▸ **CUPLIKAN TEKS**
------------------------------------------------

Pada proses ini akan dihasilkan sekumpulan nPortfolio individu (Portfolio). Setiap individu terdiri dari nGen Gen (Molekul)

In [0]:
def initPopulation(nPortfolio,nGen,dfMol=df_mol):
    def initIndividu(dfMol = df_mol,nGen=nGen):
        randIndividu = []
        while(len(randIndividu) < nGen) :
            gen = rd.randint(0,len(dfMol)-1)
            if gen not in randIndividu:
                randIndividu.append(gen)
        return randIndividu

    molName = dfMol["mol_name"].tolist()
    molAct = dfMol["mol_act"].tolist()
    molFp = dfMol["mol_fp"].tolist()
    population = []
    
    nSubset = dfMol.shape[0]

    for i in range(nPortfolio) :
        randIndividu = initIndividu()

        if i > 0 :
            while(isDupInd(randIndividu,population)) :
                randIndividu = initIndividu()

        molNameList = []
        for j in randIndividu :
            molNameList.append(molName[j])     
        individu = molNameList
        bInd = bundleIndividu(individu)
        population.append(bInd)
    return population

### Generate Offspring ( crossover and mutation )
Pada proses ini akan dihasilkan sekumpulan individu sebanyak 2 kali lipat dari populasi sebelumnya. Untuk mendapatkannya dilakukan :

*   Crossover
*   Mutation

Hal yang harus dihindari : Pengulangan individu yang sama dalam 1 populasi baru



In [0]:
def generateOffspring(population,dfMol = df_mol) :
    sizeOfPop = len(population)

    def duplicateMol(parent) :
        parent1,parent2 = parent
        dupGen = []
        for gen in parent1 :
            if gen in parent2 :
                dupGen.append(gen)
        return dupGen

    def generateParent(population=population, sizeOfPop = sizeOfPop):
        parent1 = population[rd.randint(0,sizeOfPop-1)][0]
        parent2 = population[rd.randint(0,sizeOfPop-1)][0]
        return [parent1,parent2]

    def crossover(parent,pCo = 0.5) :
       
        randCo = rd.random()
        parents = generateParent()
        parent1,parent2 = (parents)
        dupMol = ((duplicateMol(parents)))
        parent1 = list(set(parent1)-set(dupMol))
        parent2 = list(set(parent2)-set(dupMol))
        nGen = len(parent1)
        
        nPoint = 0.5
        barier = math.floor(nGen*nPoint) 

        if randCo < pCo :
            offspring1 = parent1[:barier]+parent2[barier:]
            offspring2 = parent2[:barier]+parent1[barier:]
        else :
            offspring1 = parent1
            offspring2 = parent2
        offspring1 += dupMol
        offspring2 += dupMol
        return ([offspring1,offspring2])

   # Flip mutation 
    def mutation(individu,pMut = 0.2,pMr = 0.5,dfMol = dfMol) :
        randMut = rd.uniform(0,1)

------------------------------------------------

Entri Tersimpan

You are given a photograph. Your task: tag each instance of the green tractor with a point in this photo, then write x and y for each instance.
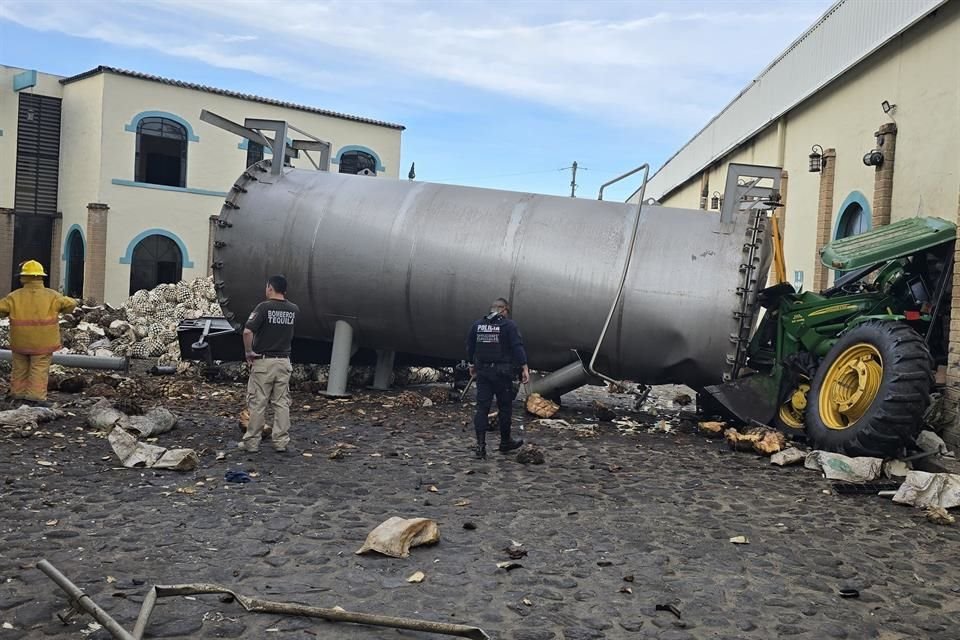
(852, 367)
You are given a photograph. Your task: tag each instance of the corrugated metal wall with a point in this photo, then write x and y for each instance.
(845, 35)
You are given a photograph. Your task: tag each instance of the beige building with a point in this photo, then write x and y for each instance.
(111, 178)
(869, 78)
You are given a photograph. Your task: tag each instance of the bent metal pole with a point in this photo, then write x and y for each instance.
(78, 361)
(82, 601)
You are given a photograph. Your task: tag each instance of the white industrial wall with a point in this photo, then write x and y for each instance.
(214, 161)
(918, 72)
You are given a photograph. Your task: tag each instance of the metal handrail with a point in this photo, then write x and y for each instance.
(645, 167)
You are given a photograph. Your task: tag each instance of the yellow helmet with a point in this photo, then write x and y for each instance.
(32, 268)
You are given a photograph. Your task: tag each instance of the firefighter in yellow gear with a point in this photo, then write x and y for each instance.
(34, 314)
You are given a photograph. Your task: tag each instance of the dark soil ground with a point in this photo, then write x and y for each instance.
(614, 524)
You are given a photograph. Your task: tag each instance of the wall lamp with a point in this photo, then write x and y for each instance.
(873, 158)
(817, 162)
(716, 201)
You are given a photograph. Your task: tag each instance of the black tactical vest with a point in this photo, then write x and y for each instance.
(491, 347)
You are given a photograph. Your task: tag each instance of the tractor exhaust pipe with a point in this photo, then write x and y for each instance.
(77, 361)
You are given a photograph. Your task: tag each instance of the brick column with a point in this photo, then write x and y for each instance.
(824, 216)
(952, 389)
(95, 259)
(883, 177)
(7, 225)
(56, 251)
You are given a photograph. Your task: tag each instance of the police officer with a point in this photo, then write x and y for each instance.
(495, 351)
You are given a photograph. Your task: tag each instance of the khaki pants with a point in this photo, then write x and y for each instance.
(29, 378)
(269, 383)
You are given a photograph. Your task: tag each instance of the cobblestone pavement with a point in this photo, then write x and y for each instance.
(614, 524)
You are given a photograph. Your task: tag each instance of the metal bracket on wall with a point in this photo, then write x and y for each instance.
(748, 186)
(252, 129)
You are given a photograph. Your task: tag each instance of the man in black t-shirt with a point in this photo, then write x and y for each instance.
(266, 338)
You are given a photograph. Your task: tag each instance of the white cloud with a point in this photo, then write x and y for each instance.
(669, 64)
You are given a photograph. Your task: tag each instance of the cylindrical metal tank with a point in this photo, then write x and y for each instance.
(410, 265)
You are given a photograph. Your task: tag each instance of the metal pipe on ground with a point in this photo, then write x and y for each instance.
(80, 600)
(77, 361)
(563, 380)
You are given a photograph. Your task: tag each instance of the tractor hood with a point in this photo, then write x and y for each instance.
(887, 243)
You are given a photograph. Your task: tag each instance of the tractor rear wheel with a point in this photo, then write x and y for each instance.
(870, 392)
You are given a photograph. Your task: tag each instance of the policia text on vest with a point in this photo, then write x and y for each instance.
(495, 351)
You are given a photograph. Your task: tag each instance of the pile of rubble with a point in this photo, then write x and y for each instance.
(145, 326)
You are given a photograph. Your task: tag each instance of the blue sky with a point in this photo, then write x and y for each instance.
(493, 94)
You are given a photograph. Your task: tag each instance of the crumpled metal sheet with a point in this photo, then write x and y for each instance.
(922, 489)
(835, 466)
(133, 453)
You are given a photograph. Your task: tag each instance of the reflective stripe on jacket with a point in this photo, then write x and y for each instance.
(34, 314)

------------------------------------------------

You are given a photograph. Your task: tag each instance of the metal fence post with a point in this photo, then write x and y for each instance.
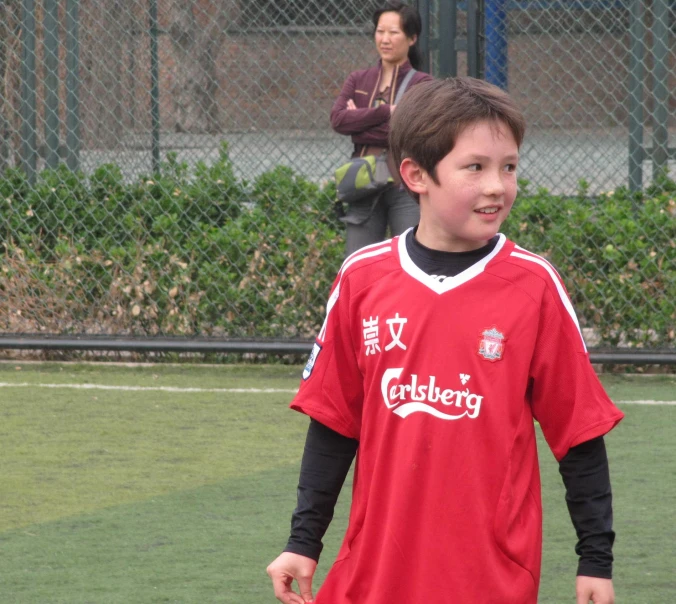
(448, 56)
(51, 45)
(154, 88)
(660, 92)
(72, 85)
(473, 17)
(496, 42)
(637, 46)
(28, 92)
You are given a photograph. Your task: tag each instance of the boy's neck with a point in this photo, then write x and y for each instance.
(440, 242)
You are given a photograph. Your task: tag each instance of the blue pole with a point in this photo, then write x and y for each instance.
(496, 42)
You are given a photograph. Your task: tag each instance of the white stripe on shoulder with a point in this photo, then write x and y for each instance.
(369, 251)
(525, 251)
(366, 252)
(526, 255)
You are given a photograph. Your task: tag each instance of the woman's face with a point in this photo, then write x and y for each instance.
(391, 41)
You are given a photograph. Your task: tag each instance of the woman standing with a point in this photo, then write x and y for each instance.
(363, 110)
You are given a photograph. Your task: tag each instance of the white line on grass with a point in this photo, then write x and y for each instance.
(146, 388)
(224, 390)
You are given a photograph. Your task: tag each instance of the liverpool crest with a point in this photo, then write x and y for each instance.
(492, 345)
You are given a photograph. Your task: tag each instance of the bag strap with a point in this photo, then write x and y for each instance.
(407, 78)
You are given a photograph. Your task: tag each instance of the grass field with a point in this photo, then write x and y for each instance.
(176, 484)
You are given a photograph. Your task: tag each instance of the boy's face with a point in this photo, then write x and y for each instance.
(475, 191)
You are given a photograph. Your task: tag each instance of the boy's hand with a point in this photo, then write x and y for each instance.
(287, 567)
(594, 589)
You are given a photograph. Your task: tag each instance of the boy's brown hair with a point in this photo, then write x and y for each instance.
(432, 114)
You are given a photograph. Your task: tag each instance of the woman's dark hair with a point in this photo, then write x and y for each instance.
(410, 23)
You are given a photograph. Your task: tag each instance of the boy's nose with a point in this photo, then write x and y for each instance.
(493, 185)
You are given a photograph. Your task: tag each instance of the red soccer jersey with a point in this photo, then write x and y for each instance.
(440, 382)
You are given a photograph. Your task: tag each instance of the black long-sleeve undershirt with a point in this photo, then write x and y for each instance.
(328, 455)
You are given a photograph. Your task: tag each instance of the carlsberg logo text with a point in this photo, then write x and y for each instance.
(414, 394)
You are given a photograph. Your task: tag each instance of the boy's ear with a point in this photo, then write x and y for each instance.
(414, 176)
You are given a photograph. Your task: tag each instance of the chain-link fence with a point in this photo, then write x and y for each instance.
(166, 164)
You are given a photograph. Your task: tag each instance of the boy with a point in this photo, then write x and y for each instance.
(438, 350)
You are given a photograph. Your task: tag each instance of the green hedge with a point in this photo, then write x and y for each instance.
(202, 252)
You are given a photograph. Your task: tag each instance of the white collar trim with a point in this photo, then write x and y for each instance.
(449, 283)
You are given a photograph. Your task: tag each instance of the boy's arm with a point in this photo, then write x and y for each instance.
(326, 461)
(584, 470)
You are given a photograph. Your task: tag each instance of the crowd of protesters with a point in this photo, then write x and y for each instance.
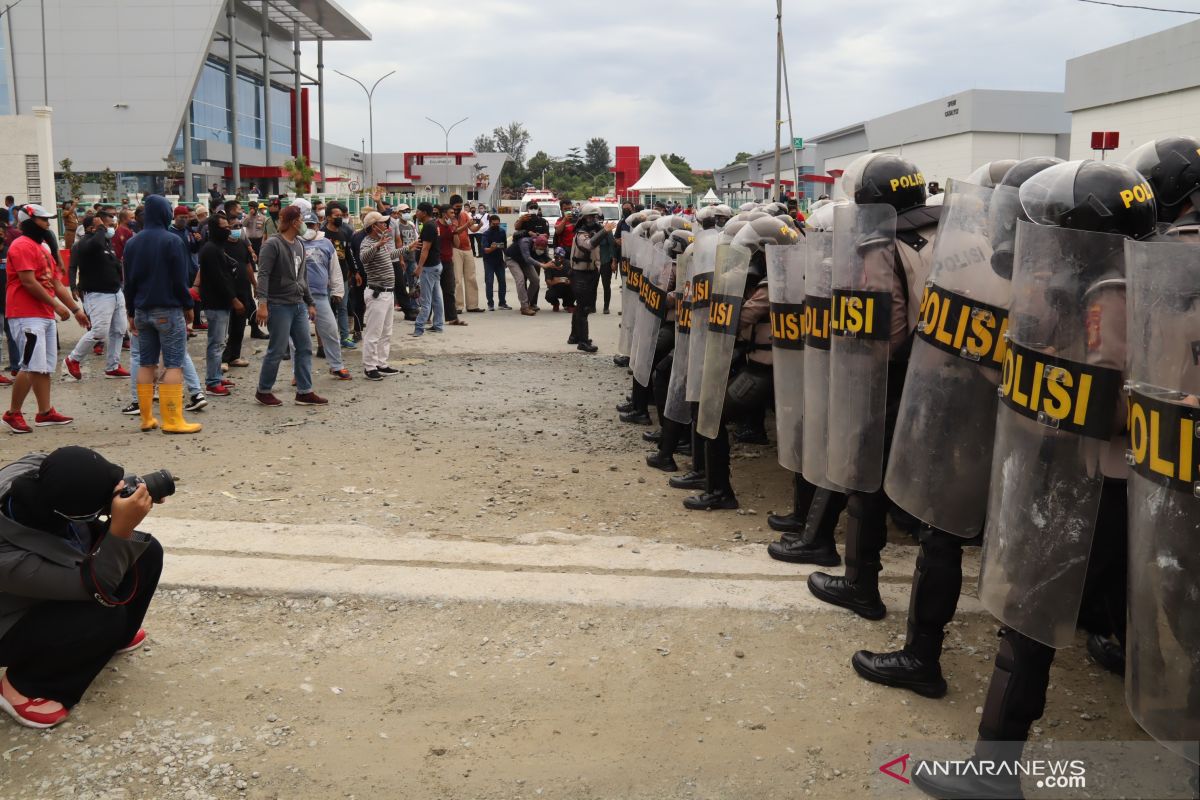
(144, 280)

------------------------------------------------

▸ **DAFTAR TUGAS**
(a) Menurut cuplikan teks, apa yang harus dihindari saat menghasilkan populasi baru?
(b) Tolong tuliskan ulang tanpa perubahan bagian cuplikan teks dari "def crossover(parent,pCo = 0.5)" sampai dengan "parent1 = list(set(parent1)-set(dupMol))".

▸ **JAWABAN YANG DIHARAPKAN**
(a) Pengulangan individu yang sama dalam 1 populasi baru.

(b)
def crossover(parent,pCo = 0.5) :
       
        randCo = rd.random()
        parents = generateParent()
        parent1,parent2 = (parents)
        dupMol = ((duplicateMol(parents)))
        parent1 = list(set(parent1)-set(dupMol))